▶ _Consignes_
- a) Relevez tous les genres musicaux nommés dans l'entretien.
- b) Dans l'entretien, résumez sous forme de liste le paragraphe qui commence par « Je ne suis pas devenu un fanatique de reggae », en gardant ses idées principales.

▶ _Texte extrait_
================================
Ce sont des musiques qui ont en commun le fait que tous les jazzmen y ont accès. Je veux dire par là qu’entre le jazz et la salsa, il y a des rapports évidents. Entre le jazz et le rock, il y a plus que des rapports. Ici, on se place du point de vue de notre art et on explore les autres musiques. Je ne pourrais pas faire cela avec d’autres musiciens, de rock ou de funk. Il n’y a que des musiciens de jazz qui ont suffisamment de science de la musique et d’ouverture d’esprit pour faire cette musique. Alors, quand vous avez la chance d’avoir un orchestre pareil et de telles compétences, ce serait dommage de s’en priver.
C’est votre côté «dévoreur de musique» qui ressort peu à peu…
Je ne suis pas devenu un fanatique de reggae parce que j’écoute Bob Marley depuis 74. Il y a plein de choses que je connais depuis très longtemps et qui font partie du discours. Je ne me suis pas mis à la mode de la techno il y a trois jours. Je suis branché dessus depuis très, très longtemps. Je mastique longtemps les choses avant de les régurgiter… On peut avoir l’impression qu’il y a beaucoup de choses différentes sur cet album mais si on écoute bien, on trouvera toujours un lien. J’aime bien trouver la musicalité commune, au delà des styles.
Qu’écoutez vous ces temps-ci ?
Il y a un compositeur de musique contemporaine qui s’appelle Laurent Martin qui m’a donné son dernier enregistrement et je me suis acheté le disque d’Eminem 8 Miles. Je suis en train de me faire un cadavre exquis avec le croisement de ces deux musiques… J’ai décidé d’en faire une pièce avec l’ONJ. C’est parce que c’est incongru, politiquement incorrect, que cela me plaît. Je suis arrangeur, donnez-moi un navet, donnez-moi une tulipe et je vous en ferai quelque chose. C’est mon job !
================================
Entrées enregistrées

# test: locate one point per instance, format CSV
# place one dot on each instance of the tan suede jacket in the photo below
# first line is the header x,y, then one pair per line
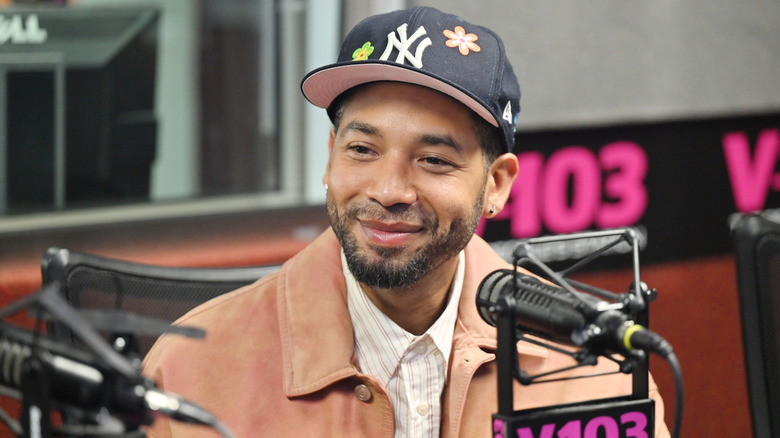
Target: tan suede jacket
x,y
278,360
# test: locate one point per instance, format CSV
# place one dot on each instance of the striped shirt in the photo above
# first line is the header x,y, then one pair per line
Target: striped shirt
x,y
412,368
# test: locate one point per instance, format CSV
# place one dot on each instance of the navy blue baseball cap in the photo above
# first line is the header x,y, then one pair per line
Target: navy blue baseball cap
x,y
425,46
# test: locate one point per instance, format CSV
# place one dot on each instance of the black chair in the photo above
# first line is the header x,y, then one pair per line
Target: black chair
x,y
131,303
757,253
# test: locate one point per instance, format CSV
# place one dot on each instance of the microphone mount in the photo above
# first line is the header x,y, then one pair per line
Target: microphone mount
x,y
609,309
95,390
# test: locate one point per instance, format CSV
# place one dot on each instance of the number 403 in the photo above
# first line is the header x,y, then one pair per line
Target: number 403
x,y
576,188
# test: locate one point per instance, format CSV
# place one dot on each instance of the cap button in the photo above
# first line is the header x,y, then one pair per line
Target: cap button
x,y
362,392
================================
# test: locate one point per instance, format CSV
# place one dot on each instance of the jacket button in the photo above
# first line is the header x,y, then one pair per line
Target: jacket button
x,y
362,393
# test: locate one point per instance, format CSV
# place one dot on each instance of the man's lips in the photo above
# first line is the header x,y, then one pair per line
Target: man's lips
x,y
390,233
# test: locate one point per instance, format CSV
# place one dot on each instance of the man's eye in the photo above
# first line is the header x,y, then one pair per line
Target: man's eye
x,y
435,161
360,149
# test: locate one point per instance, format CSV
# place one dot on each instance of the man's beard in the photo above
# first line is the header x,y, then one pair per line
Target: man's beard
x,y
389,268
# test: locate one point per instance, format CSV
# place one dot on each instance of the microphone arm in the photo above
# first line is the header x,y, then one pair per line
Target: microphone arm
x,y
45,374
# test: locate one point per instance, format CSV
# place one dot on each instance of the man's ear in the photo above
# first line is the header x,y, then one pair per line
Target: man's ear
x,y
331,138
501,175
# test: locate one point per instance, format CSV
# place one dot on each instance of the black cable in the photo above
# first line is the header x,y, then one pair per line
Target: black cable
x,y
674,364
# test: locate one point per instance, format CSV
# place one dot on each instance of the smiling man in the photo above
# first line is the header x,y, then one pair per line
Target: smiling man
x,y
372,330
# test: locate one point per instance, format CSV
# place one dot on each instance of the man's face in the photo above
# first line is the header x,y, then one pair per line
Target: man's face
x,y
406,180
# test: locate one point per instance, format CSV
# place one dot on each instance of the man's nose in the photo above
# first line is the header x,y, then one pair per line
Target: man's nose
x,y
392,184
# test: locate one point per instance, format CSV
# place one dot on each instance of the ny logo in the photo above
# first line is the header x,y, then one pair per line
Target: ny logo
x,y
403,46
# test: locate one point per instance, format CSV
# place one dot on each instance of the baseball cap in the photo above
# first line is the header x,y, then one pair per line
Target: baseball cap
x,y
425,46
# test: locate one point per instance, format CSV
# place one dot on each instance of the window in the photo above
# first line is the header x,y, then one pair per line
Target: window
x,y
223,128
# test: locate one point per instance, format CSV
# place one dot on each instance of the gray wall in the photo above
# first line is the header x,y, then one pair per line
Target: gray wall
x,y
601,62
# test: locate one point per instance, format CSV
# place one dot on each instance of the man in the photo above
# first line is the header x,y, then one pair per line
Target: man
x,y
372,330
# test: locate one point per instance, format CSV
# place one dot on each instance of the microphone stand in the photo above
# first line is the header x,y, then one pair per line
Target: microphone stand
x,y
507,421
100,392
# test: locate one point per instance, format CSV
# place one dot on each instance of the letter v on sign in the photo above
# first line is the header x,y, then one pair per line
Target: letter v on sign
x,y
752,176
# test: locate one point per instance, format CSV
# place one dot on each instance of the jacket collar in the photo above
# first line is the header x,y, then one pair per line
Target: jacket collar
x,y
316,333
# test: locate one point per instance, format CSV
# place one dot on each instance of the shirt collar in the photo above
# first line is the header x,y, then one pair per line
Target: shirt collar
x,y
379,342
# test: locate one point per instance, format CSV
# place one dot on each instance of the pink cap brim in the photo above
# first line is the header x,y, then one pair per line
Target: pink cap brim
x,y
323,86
================================
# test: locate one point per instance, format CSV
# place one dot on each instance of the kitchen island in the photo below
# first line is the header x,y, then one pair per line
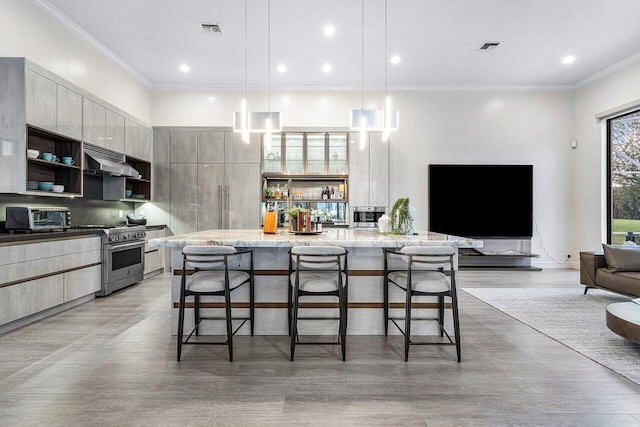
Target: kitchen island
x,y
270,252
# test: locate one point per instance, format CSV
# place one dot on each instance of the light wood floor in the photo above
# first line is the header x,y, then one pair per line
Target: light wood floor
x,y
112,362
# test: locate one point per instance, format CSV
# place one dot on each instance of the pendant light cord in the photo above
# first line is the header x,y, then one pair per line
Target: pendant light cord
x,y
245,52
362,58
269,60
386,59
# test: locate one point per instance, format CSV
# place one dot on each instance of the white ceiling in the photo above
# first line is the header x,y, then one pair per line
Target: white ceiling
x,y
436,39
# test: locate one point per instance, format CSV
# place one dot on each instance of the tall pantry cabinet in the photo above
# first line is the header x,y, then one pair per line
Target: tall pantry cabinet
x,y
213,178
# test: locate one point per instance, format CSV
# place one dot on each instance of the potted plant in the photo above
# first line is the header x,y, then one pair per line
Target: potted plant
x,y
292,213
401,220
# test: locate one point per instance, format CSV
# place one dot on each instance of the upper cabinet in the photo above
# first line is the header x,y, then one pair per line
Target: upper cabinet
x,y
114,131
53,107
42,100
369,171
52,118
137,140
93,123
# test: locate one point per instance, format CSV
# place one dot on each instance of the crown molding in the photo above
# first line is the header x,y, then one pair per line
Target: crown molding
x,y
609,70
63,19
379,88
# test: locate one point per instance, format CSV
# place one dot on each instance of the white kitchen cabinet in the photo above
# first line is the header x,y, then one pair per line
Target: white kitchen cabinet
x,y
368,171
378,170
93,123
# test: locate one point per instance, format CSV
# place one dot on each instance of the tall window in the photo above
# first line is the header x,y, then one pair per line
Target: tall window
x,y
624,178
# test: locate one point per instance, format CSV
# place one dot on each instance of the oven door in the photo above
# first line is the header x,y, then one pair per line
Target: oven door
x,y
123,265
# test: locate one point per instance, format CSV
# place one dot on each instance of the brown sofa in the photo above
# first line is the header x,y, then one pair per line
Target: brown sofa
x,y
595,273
================================
▶ _Corrigés_
- a) jazz, salsa, rock, funk, reggae, techno, musique contemporaine

- b)
- Son intérêt pour le reggae n'est pas récent : il écoute Bob Marley depuis 74.
- Beaucoup de choses qu'il connaît depuis très longtemps font partie du discours.
- Il ne suit pas la mode de la techno, il s'y intéresse depuis très longtemps.
- Il prend beaucoup de temps pour digérer ce qu'il écoute avant de le ressortir.
- L'album paraît varié, mais en écoutant bien, on y trouve toujours un lien.
- Il aime chercher la musicalité commune, au-delà des styles.